*** Begin section ***
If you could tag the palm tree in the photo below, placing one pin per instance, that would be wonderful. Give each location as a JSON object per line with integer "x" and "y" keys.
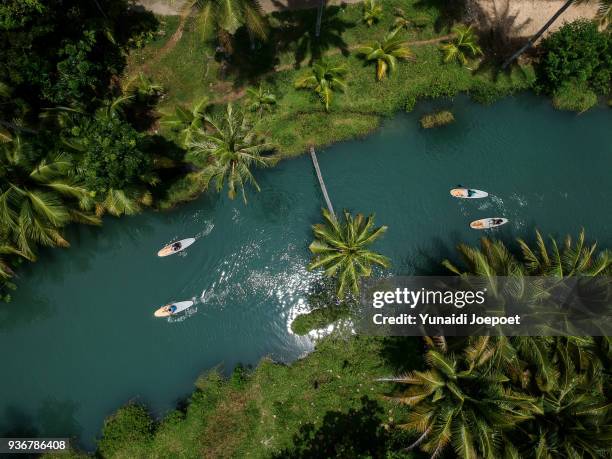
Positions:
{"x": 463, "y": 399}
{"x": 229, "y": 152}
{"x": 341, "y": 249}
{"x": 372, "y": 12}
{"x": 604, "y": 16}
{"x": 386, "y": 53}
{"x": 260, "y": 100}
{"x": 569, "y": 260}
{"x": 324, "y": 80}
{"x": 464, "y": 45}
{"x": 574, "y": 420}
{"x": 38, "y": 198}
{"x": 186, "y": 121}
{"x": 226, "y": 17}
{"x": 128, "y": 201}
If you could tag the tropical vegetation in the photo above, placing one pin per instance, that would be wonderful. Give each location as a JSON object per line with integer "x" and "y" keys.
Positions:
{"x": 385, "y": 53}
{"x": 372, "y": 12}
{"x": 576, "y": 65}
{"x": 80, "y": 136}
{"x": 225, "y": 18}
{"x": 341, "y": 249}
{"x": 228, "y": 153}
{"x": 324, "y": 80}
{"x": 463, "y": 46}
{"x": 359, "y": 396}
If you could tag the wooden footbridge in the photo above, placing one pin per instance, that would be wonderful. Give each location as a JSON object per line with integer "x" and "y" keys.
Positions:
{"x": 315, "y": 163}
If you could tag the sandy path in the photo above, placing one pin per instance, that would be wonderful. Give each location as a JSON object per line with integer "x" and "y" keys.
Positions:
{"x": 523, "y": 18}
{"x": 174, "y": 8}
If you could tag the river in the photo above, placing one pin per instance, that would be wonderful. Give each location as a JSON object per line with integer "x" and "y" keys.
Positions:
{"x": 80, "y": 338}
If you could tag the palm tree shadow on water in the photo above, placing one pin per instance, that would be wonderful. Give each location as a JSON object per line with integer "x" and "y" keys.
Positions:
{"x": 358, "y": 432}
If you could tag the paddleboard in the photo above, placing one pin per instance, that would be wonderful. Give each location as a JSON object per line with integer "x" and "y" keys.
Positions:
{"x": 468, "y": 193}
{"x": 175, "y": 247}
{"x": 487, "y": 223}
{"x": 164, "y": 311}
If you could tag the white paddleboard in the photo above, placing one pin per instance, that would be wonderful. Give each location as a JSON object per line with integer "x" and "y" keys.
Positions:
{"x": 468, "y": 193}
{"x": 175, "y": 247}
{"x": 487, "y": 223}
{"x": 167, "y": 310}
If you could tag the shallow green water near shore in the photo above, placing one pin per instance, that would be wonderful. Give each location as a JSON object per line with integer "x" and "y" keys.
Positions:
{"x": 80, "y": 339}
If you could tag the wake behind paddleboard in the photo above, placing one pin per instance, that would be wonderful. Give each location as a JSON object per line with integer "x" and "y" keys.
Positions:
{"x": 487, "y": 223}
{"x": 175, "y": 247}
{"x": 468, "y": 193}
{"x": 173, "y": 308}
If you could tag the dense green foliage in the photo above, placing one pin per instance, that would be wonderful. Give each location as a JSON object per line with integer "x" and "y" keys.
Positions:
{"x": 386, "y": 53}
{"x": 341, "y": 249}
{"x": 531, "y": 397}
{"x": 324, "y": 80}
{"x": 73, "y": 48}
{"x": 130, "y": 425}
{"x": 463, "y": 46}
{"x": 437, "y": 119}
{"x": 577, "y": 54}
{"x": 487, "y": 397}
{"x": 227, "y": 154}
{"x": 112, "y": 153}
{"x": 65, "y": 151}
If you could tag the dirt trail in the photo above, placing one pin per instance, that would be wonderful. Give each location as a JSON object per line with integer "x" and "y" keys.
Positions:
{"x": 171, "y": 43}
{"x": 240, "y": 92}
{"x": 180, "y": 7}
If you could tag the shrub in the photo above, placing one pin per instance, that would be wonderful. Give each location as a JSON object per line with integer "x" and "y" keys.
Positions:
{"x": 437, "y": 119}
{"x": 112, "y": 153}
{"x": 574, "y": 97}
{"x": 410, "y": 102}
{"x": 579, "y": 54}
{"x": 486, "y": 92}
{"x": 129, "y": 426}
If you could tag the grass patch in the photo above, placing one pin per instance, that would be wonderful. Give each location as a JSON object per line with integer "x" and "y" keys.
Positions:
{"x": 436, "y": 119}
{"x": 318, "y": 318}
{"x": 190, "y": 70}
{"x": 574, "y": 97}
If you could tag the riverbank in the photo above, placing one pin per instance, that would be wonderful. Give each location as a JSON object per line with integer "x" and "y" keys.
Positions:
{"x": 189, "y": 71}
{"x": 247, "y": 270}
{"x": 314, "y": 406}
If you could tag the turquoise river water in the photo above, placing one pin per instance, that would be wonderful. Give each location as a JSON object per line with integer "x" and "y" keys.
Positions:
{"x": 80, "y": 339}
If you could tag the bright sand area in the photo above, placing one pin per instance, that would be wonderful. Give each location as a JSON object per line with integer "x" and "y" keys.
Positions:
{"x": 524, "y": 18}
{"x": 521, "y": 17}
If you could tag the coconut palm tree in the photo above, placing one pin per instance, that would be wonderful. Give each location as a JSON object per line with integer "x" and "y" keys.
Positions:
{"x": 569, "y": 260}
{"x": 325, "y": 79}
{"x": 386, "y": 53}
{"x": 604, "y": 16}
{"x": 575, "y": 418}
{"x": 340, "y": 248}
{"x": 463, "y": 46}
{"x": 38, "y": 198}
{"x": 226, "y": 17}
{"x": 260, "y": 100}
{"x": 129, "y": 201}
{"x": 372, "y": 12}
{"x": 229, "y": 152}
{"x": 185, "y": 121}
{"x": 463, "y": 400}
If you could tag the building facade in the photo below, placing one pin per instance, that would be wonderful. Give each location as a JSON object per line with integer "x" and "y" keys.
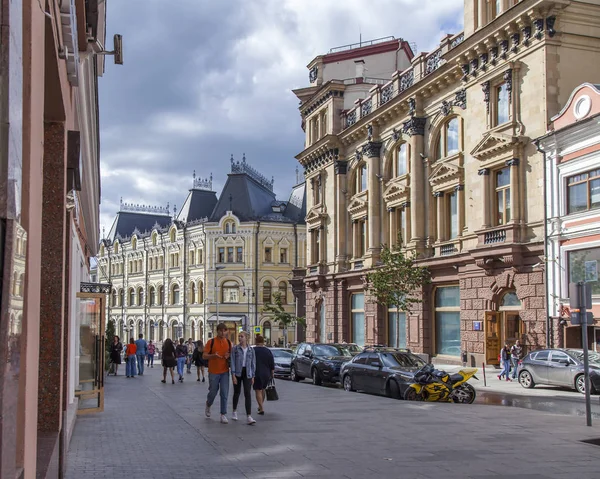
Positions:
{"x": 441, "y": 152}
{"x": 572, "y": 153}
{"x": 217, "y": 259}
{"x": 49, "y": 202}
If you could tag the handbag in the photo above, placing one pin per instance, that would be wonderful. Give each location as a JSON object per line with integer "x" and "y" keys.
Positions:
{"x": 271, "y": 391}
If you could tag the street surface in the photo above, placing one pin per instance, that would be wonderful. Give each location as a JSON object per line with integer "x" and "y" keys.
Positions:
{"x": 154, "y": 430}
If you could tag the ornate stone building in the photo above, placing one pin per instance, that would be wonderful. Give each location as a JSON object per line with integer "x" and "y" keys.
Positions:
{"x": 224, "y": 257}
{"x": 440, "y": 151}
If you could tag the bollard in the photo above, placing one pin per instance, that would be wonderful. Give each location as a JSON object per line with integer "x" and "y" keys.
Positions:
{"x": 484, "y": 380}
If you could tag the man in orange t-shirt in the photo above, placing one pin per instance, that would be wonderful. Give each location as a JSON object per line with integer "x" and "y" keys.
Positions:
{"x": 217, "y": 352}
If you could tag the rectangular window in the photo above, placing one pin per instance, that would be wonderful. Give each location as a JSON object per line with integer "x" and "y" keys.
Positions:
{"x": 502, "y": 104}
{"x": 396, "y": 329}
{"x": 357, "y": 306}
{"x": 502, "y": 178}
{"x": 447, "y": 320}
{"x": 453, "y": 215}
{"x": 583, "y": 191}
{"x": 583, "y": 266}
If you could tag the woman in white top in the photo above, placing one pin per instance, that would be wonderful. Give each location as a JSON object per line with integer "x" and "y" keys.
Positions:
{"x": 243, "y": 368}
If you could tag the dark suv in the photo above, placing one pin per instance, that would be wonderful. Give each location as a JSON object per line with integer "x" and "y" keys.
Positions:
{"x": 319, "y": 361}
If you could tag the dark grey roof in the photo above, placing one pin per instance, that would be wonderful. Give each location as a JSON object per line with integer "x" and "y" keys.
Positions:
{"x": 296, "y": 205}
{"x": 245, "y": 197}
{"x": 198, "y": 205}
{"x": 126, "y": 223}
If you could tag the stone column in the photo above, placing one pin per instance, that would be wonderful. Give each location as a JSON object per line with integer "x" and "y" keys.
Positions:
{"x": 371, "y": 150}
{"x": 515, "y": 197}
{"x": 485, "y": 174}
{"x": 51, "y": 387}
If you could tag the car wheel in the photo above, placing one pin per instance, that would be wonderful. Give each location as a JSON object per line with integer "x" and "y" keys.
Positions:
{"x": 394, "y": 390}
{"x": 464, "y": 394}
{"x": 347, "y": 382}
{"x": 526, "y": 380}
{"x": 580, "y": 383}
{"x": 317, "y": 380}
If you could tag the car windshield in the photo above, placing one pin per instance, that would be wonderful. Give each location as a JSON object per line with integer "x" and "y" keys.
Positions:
*** End section ***
*** Begin section ***
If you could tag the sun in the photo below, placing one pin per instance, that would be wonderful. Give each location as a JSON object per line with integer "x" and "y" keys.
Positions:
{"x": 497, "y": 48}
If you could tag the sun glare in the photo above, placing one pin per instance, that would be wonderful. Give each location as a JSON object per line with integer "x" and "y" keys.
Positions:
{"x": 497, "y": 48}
*** End section ***
_DIRECTIONS:_
How many lines of the listing above contain the string "palm"? Respond with the number and no other text.

_TASK RESULT:_
3